Contour annotation records
--- START ---

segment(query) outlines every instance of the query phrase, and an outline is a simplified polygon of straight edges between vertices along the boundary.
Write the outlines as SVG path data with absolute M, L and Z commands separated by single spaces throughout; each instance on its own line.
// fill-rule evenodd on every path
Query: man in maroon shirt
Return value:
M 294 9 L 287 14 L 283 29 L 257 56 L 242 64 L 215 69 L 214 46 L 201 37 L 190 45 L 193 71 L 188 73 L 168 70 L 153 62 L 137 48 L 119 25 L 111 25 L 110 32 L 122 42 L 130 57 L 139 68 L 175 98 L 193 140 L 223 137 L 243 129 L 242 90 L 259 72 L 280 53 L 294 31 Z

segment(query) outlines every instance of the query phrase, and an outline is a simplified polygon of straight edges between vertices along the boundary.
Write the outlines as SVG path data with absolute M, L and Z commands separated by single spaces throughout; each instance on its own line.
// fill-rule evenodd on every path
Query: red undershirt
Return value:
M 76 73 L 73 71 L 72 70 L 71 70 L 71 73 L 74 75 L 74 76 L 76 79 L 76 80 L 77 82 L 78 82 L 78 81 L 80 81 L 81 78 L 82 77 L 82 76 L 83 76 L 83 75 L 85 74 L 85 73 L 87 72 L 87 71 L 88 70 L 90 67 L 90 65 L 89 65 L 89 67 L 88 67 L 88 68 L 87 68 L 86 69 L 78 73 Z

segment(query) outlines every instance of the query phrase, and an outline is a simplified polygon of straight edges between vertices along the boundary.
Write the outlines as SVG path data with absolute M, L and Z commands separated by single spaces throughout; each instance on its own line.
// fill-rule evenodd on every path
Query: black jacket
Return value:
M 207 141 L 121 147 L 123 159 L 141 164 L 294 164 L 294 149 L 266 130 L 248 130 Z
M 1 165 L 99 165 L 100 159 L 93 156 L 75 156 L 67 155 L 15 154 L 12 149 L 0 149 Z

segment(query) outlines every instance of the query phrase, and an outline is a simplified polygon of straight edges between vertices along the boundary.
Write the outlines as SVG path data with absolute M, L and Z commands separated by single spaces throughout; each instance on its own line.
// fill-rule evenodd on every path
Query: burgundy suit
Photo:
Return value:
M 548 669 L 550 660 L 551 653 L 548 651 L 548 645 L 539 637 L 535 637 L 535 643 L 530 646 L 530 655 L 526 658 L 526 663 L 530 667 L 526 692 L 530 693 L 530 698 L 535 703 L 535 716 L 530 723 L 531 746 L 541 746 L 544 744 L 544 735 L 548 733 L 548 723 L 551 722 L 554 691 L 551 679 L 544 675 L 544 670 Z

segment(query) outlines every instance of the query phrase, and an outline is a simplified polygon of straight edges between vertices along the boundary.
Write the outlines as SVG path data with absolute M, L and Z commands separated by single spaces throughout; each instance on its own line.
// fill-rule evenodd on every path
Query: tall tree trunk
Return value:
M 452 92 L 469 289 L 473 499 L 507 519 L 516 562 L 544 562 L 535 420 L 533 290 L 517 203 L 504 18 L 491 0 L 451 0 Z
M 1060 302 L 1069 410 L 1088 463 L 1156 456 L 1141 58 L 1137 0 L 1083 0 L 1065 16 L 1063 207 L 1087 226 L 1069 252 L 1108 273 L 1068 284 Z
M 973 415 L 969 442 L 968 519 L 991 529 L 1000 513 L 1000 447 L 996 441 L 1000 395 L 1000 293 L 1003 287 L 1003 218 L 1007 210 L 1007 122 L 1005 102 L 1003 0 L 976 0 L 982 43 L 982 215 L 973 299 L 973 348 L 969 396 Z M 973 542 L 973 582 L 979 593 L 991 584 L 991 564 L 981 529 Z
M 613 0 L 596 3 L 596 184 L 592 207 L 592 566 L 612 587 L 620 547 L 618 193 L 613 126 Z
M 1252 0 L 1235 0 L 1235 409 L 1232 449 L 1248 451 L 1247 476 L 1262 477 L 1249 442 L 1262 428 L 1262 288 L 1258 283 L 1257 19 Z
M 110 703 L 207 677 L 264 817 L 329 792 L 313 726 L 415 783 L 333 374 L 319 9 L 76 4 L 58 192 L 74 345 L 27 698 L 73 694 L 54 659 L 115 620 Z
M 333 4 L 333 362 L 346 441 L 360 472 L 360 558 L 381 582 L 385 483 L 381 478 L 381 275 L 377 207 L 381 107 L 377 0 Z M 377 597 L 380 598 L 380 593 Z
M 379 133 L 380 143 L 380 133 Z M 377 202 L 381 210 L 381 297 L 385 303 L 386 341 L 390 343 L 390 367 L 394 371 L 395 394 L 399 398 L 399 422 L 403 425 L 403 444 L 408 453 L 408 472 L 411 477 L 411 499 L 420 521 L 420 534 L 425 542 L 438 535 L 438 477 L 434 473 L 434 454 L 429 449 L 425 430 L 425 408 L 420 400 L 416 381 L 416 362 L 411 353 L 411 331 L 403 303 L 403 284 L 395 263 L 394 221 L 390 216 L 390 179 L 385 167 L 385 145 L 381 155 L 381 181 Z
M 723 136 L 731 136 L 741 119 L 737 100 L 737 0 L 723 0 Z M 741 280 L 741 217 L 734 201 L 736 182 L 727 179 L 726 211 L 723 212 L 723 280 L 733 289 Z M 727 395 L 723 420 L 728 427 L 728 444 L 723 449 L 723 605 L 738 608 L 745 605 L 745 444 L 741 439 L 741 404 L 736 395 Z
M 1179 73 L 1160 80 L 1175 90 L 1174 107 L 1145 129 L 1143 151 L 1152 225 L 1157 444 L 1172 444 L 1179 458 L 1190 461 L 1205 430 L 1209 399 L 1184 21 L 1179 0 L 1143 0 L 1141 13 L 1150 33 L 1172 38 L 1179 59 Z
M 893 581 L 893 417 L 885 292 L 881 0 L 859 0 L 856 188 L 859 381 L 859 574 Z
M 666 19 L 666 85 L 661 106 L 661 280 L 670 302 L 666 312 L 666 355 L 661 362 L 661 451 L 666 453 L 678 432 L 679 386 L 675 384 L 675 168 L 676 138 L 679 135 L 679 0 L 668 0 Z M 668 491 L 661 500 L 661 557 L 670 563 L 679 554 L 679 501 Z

--- END ---

# Problem description
Quote the lines above verbatim, from the very first one through the line holding "Query: man in maroon shirt", with both of those included.

# Response
segment(query) outlines every instance of the query phrase, and an outline is a simplified polygon of straight edges between vertices along the boundary.
Write the outlines as SVG path data with absolute M, L and Z commands separated by single spaces throughout; each instance on its own line.
// fill-rule evenodd on every path
Query: man in maroon shirt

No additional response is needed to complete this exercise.